Rz. 2
Die Sonderrechtsnachfolge tritt kraft Gesetzes ein und bedarf keiner Annahmeerklärung. Zur Vermeidung der Sonderrechtsnachfolge ist daher der Verzicht darauf eingeräumt, was in der Wirkung der erbrechtlichen Ausschlagung (§§ 1942 ff. BGB) entspricht. Der Sonderrechtsnachfolger muss auf die Sonderrechtsnachfolge verzichten, will er diese ausschließen, um z.B. die daraus entstehende Haftung nach Abs. 2 zu vermeiden. Ein Verzicht kann jedoch auch in der Absicht der Begünstigung nach- oder gleichrangiger Sonderrechtsnachfolger erklärt werden.

- - - - -

◆ GESTELLTE AUFGABE 1:
Welcher erbrechtlichen Erklärung entspricht der Verzicht auf die Sonderrechtsnachfolge laut dem Textauszug zur Sonderrechtsnachfolge in seiner Wirkung?
◆ GESTELLTE AUFGABE 2:
Nennen Sie alle Substantive auf „-ung“, die im Textauszug zur Sonderrechtsnachfolge vorkommen, jeweils einmal und in der Reihenfolge ihres Auftretens.
Die Auflistung wird für die Bearbeitung nicht gebraucht.

◆ AUFLISTUNG:
- - - - -

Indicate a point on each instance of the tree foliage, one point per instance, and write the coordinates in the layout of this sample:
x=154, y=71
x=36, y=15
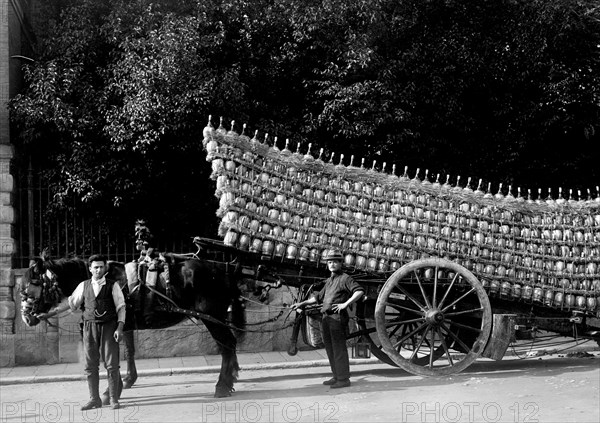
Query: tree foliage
x=505, y=90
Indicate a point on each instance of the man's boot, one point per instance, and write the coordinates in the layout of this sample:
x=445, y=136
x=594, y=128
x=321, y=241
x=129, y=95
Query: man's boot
x=114, y=388
x=95, y=401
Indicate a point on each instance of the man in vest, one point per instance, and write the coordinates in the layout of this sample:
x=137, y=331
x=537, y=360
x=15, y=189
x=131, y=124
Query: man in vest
x=339, y=292
x=103, y=306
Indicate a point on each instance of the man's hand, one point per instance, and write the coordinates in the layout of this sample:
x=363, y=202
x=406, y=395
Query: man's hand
x=337, y=308
x=118, y=334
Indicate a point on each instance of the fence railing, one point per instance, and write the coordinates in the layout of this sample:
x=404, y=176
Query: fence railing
x=74, y=232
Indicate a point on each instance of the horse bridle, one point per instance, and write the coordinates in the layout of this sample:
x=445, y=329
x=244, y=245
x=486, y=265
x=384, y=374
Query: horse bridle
x=48, y=285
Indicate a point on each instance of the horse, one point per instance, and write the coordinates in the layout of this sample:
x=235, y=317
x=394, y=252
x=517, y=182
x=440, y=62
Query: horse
x=188, y=286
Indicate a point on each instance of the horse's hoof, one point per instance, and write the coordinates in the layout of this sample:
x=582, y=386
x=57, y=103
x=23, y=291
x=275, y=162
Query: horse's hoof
x=128, y=382
x=222, y=392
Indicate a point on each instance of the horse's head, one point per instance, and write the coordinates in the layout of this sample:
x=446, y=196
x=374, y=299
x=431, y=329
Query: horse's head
x=37, y=281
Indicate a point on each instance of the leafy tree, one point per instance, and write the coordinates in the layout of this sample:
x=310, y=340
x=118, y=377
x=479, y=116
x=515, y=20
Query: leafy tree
x=120, y=91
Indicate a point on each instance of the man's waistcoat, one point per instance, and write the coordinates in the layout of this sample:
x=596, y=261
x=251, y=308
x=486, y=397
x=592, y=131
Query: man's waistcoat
x=99, y=308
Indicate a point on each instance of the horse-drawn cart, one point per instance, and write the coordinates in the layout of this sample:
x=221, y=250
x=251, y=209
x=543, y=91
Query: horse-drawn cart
x=449, y=271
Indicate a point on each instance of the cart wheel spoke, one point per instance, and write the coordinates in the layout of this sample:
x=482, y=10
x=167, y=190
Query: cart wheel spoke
x=463, y=326
x=446, y=350
x=456, y=313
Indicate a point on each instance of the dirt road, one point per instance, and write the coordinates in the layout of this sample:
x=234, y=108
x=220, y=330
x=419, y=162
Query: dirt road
x=548, y=389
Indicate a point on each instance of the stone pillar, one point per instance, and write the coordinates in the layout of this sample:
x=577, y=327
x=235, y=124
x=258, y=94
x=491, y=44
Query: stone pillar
x=7, y=245
x=7, y=215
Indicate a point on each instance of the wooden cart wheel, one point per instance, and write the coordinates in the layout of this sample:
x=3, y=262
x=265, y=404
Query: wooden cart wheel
x=365, y=314
x=433, y=317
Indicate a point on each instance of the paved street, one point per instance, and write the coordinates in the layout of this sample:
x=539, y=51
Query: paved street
x=544, y=389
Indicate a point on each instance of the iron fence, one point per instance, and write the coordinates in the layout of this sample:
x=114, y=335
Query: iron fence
x=73, y=232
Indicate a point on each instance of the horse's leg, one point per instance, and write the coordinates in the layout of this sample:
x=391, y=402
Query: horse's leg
x=229, y=363
x=131, y=377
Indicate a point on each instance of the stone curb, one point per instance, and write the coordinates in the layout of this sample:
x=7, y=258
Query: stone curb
x=264, y=366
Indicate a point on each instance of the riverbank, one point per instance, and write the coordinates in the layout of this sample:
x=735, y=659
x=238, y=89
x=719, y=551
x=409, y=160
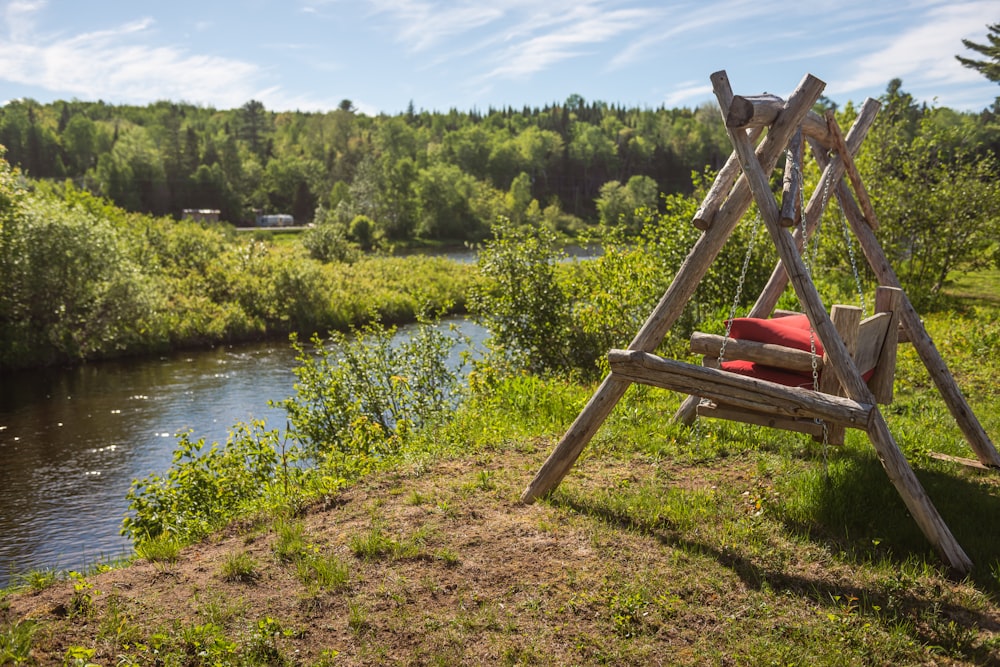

- - - - -

◆ ERWARTETE ANTWORT 1:
Er entspricht in seiner Wirkung der erbrechtlichen Ausschlagung (§§ 1942 ff. BGB).

◆ ERWARTETE ANTWORT 2:
Annahmeerklärung, Vermeidung, Wirkung, Ausschlagung, Haftung, Begünstigung